What you will do: In the blog post about Fox's heart care, what will happen if Fox has not gained a single ounce when he is weighed on Monday?

━━━ Page extract ━━━

Wednesday, March 28, 2012

Cardiologist puts foot down!

So the pedi appointment went.... really no where. I do however understand more of where he is coming from. He feels like it is heart related, and that the Cards have access to all the specialist that he needs to see. But for him to order those things it could take months. Here is where I still have a problem....Is he incapable of picking the phone up or faxing something to the cardiologists and them working as a team? seriously ? Why do I even take him to this guy? he does shit. Any concerns that arise he says take him to the card...even when its his job to do something. UGH!
He reluctantly made a referral to a GI Doctor but said it will take months to get in. When we all left and got in the car I decided I was sticking to my goal I had set yesterday, Getting Fox the appropriate care he needs. So I called his Cardiology nurse (she is the best ) She had just talked to Fox's Cardiologist and told her everything that is going on and the back and forth from Doctors. She is referring him to a new pedi and is seeing him on Monday. She also is setting up Fox with a nutritionist. So I feel better that things are gonna start happening They did tell me that when they weigh him on Monday if he hasn't gained a single oz he will be admitted. I'm crossing my fingers that I can get him to gain at least a tad if not more!
On a lovely side note. I am amazed everyday at how sweet my kids are! Last night I put Fox down on the play mat and Every followed suit and then Tripp, they were all giggling. I'm so in love<3

Monday, March 26, 2012

long over due

I kinda bailed on blogging, I could blame it on having 3 kids 2.5 and under being busy and I have no time to myself...but that's not really true. I've  just not in mood because Fox's health is so up and down.

━━━ Given records ━━━

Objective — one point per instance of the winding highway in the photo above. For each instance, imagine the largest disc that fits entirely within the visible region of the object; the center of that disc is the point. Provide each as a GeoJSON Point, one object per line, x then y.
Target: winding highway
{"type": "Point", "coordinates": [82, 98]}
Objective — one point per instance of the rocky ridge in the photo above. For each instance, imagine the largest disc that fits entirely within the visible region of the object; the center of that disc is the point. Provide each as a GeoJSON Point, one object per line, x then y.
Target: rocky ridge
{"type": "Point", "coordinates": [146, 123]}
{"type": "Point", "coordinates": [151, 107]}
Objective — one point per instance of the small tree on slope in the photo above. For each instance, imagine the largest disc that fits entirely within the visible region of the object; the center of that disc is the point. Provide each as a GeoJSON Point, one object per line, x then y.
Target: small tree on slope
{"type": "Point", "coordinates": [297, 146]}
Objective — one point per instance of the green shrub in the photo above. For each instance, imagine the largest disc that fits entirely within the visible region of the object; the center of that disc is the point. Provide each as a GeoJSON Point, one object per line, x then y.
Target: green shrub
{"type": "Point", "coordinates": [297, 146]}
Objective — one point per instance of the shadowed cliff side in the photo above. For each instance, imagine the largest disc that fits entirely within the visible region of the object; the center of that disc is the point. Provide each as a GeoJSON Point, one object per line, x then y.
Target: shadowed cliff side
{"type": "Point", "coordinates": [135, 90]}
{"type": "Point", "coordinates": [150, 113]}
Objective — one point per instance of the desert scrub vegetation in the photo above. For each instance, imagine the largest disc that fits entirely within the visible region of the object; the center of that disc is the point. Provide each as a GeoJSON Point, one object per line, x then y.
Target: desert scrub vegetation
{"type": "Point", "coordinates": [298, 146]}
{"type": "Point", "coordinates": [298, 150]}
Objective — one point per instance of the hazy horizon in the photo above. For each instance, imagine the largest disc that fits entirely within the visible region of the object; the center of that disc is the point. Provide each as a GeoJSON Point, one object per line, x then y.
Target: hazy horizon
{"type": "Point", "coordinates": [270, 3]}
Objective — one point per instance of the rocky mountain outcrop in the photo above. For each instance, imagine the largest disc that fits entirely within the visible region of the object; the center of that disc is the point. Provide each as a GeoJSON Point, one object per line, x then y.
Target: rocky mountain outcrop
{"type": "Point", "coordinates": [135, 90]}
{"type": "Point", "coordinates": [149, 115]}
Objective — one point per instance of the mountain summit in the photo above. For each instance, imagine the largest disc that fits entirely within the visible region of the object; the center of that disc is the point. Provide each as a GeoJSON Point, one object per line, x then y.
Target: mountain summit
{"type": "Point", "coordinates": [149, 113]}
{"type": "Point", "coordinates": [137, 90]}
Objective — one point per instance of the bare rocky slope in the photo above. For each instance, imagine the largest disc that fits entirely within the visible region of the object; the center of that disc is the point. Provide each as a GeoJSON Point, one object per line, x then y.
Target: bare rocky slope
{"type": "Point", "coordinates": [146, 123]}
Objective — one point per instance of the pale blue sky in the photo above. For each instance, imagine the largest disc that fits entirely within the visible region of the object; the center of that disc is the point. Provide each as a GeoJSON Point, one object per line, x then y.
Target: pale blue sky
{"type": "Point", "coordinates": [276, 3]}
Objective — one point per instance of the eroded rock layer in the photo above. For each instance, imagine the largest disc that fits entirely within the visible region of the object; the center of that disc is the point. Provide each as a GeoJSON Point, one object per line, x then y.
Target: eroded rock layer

━━━

Finished task: He will be admitted.